* **WHAT TO WORK ON**: Repeat the material below exactly, line for line.

* **DATA RECORDS**:
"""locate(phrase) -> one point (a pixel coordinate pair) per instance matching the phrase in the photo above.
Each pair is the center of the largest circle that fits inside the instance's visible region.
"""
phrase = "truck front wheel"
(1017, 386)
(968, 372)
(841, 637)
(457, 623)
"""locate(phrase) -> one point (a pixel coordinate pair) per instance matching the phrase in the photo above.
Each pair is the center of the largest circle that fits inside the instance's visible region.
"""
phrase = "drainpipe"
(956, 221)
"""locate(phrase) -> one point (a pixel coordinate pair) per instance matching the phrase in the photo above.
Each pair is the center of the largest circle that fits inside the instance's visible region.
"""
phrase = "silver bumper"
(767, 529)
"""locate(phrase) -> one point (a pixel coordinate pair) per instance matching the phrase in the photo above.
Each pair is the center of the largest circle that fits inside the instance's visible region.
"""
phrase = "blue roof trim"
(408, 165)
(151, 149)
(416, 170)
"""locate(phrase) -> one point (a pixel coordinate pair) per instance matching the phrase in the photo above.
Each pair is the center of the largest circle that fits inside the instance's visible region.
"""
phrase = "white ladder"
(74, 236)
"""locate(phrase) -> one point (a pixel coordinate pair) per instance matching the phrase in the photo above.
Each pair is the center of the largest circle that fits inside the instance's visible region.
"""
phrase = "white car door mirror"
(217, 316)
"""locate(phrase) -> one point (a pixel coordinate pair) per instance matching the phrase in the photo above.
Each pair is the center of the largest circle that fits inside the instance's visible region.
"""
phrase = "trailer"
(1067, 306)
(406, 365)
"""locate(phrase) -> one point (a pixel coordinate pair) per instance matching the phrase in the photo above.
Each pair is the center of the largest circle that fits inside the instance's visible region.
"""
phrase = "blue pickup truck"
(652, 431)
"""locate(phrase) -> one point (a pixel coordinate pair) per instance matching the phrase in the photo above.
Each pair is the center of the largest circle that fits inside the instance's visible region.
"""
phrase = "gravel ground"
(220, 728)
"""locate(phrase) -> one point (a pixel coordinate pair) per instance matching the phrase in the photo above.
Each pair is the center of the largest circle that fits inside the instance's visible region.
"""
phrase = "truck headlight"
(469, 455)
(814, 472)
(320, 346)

* **SOLUTION**:
"""locate(phrase) -> one point (a pixel coordinate pair) per instance matching the phrase in the photo above.
Each pair is the center of the largest circle that fits inside the instance's visible region.
"""
phrase = "truck front wheel"
(1017, 386)
(968, 372)
(841, 637)
(457, 623)
"""locate(phrase) -> one point (a pixel coordinate pair) per instance matching the phrase in the photo above.
Each pair is the center of the largest circle that fits inside the instance's visible region.
"""
phrase = "drainpipe"
(956, 221)
"""locate(phrase) -> one point (a pixel coordinate pair) per instance matching the phrase in the photo above.
Each pair is the center of the largest circle that fits inside the instance's visible region.
"""
phrase = "silver bumper"
(767, 529)
"""locate(phrase) -> one point (a pixel coordinate pair) per instance matching the phrase in the photo above.
Each pair is the center of the largest circle that fits inside the instance's visible region.
"""
phrase = "blue roof trim"
(408, 165)
(151, 149)
(416, 170)
"""locate(phrase) -> one point (a pixel coordinate pair) per instance matching the phrase in the photo above.
Each pair is the center of the largest circle that fits inside the instance's visible region.
"""
phrase = "white ladder"
(74, 236)
"""locate(phrase) -> one point (a pixel coordinate pair) per instance matching the phrase in the photo above.
Each pair is the center of the largest circle that fits inside the instance's visible region.
"""
phrase = "white car door mirror"
(217, 316)
"""locate(phrase) -> one point (a pixel coordinate pair) per instance matching the phrase in the photo above.
Each pair is the center of the largest circle that fits inside the instance's visible region.
"""
phrase = "trailer"
(1067, 306)
(406, 365)
"""locate(phrase) -> one point (a pixel coordinate pair) per instance matching the phrase in the photo above.
Each pair is the center of the largest circle that fits inside the instance's visible region.
"""
phrase = "blue pickup truck"
(652, 431)
"""locate(phrase) -> one point (a pixel coordinate pair) per instance matching the phrase in the photo above.
Each pair is the center of the largest circle that fits inside the instance's visible region.
"""
phrase = "gravel ground"
(220, 728)
"""locate(phrase) -> one point (a pixel coordinate pair) per instance matching the phrase in the photo above.
Each pair is the center of the largest circle that fits inside the instance's visible region.
"""
phrase = "truck headlight"
(469, 455)
(814, 472)
(320, 346)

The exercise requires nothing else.